:: ENTRIES PROVIDED ::
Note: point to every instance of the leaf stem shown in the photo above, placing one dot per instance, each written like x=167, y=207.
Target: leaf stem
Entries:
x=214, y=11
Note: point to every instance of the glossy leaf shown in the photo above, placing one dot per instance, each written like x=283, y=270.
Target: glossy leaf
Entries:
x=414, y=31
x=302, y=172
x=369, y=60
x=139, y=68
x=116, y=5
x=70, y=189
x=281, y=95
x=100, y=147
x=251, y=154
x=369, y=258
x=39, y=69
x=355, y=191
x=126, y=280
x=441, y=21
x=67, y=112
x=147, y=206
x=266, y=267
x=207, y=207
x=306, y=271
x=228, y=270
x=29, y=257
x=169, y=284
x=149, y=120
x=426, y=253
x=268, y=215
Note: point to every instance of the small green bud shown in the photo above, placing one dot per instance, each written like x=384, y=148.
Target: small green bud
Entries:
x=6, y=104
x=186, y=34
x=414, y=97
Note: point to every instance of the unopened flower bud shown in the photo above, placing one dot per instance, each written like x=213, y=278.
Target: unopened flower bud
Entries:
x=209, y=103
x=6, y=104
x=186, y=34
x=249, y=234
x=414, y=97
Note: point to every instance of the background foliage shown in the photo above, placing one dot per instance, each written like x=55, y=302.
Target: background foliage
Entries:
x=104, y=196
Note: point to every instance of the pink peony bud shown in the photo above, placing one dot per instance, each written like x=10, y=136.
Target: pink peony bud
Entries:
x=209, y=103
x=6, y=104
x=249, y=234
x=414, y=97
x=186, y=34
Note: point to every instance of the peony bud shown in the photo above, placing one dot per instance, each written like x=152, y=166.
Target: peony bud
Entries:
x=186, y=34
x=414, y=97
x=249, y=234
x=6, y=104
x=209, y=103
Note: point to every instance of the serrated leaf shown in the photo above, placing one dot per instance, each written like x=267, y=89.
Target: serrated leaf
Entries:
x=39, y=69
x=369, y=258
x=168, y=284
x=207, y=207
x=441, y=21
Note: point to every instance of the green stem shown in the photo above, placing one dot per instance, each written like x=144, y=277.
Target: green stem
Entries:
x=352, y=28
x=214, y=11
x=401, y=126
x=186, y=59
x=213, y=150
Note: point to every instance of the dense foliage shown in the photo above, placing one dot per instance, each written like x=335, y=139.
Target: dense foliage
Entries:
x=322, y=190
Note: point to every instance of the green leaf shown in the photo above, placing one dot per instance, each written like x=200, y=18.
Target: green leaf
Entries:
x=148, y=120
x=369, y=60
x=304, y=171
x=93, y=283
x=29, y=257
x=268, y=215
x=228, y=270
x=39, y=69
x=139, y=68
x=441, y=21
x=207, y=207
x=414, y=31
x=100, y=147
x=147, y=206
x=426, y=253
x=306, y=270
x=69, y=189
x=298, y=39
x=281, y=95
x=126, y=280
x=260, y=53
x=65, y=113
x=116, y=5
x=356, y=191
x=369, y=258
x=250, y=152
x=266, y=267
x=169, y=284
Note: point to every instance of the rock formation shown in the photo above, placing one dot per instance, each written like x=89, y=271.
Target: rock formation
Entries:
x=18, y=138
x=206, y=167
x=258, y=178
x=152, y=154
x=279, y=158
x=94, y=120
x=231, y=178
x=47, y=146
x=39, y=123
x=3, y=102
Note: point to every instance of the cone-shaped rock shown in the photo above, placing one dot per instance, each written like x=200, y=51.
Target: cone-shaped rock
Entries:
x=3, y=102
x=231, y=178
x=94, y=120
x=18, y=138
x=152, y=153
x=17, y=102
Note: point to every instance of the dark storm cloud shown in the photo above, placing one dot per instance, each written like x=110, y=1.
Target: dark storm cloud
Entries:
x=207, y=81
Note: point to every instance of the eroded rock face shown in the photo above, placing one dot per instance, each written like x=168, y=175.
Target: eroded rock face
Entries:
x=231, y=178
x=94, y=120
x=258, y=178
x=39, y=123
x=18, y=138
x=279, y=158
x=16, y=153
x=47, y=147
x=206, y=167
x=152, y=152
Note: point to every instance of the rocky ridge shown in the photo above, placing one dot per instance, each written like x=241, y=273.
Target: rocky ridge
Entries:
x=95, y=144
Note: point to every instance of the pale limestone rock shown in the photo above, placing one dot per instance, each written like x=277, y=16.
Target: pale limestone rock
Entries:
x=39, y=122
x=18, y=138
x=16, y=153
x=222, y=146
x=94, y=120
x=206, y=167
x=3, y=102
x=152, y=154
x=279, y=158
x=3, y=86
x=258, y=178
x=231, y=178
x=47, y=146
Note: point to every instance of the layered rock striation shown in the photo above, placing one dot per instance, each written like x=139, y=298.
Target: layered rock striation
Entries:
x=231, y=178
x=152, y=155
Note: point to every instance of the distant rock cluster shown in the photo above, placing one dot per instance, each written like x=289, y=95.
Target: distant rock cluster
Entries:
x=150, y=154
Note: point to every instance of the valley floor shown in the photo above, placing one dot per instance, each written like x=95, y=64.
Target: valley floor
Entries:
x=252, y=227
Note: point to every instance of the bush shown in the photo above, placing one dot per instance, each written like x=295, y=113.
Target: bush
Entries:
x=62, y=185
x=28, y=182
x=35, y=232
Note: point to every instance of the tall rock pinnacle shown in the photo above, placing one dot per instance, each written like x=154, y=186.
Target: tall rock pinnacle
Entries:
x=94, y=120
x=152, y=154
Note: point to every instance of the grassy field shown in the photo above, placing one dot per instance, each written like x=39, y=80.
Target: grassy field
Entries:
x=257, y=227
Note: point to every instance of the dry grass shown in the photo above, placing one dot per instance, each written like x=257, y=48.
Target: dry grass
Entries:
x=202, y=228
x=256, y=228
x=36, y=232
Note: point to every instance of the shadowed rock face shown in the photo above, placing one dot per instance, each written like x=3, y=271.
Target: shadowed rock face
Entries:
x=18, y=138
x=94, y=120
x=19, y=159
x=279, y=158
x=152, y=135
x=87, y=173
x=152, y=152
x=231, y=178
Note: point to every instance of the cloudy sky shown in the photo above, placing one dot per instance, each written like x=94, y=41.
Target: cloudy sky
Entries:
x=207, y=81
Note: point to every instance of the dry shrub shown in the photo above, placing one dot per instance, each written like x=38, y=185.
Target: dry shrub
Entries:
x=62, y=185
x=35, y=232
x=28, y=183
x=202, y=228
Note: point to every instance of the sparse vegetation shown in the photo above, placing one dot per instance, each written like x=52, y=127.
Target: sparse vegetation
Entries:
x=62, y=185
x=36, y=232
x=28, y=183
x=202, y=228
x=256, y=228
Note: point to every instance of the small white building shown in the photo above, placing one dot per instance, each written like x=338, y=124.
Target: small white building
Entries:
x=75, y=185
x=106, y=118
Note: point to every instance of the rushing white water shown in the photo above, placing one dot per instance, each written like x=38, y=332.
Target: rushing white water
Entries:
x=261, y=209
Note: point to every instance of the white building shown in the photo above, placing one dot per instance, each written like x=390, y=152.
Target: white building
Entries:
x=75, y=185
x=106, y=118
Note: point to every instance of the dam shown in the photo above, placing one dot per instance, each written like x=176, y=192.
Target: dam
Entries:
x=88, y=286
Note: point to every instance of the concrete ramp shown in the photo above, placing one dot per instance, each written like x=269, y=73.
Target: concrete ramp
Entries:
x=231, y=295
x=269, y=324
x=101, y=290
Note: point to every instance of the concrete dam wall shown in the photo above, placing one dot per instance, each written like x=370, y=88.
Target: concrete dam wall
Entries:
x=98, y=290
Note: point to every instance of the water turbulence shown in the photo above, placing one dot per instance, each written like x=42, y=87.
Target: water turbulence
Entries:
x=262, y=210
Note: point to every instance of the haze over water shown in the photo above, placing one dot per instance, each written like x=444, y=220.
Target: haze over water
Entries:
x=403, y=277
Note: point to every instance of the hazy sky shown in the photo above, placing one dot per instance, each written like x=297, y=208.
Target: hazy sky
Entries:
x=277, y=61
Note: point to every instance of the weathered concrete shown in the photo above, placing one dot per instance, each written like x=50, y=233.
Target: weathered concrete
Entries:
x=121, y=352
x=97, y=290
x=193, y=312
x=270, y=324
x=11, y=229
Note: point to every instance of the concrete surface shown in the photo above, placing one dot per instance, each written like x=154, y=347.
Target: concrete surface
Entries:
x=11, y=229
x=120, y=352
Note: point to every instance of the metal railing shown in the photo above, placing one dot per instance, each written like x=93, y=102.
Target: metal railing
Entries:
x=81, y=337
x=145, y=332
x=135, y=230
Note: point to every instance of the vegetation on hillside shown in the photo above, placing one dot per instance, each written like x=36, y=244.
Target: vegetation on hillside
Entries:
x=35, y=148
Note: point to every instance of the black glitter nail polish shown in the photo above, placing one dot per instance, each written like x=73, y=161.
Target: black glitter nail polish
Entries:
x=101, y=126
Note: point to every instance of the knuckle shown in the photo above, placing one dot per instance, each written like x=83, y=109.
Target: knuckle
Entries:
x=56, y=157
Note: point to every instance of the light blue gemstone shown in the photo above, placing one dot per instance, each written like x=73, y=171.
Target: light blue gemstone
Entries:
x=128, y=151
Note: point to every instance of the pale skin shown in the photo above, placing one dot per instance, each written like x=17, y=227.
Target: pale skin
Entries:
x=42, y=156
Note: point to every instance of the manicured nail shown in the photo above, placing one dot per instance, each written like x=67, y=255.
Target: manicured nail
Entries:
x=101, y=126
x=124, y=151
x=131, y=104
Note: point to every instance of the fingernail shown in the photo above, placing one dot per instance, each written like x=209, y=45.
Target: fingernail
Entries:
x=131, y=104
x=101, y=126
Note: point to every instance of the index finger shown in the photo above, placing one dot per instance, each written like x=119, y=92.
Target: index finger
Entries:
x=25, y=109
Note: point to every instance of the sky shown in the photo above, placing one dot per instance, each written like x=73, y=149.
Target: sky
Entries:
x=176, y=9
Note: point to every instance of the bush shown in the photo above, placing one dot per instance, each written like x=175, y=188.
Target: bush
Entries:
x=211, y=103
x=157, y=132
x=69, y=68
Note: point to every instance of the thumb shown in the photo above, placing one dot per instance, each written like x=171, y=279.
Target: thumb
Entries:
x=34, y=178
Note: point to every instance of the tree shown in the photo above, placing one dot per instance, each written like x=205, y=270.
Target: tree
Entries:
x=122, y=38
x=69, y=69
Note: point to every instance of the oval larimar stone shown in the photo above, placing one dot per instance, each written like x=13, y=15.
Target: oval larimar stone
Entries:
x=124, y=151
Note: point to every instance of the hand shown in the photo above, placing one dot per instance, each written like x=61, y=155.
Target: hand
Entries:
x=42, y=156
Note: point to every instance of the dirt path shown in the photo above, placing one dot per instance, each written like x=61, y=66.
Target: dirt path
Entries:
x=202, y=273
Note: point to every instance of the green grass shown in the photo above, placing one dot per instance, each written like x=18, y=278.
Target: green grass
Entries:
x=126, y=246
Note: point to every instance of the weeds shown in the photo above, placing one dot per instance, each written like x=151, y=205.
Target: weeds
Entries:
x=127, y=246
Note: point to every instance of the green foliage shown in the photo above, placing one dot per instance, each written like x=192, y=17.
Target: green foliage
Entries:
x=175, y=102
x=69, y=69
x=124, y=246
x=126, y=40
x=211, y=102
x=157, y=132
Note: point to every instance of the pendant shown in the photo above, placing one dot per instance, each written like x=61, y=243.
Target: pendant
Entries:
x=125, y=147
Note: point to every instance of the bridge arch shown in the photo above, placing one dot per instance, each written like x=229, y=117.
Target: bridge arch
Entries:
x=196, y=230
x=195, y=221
:::
## GIVEN PROBLEM
Write out, word for word, the part of the data that opens with the line containing "Note: point to every instance of the green foliage" and runs through the final line of the data.

## EXERCISE RESPONSE
Note: point to every instance of the green foliage shown in the photo above, placing one dot per instance, each written like x=192, y=17.
Target: green foliage
Entries:
x=175, y=102
x=69, y=69
x=124, y=246
x=126, y=40
x=211, y=102
x=157, y=132
Note: point to every instance of the pendant shown in the photo above, placing one dot per instance, each written like x=61, y=243.
Target: pendant
Entries:
x=125, y=147
Note: point to every instance of the bridge arch shown in the photo above, placing one dot per instance, each written like x=229, y=117.
Target: bridge arch
Entries:
x=196, y=230
x=195, y=221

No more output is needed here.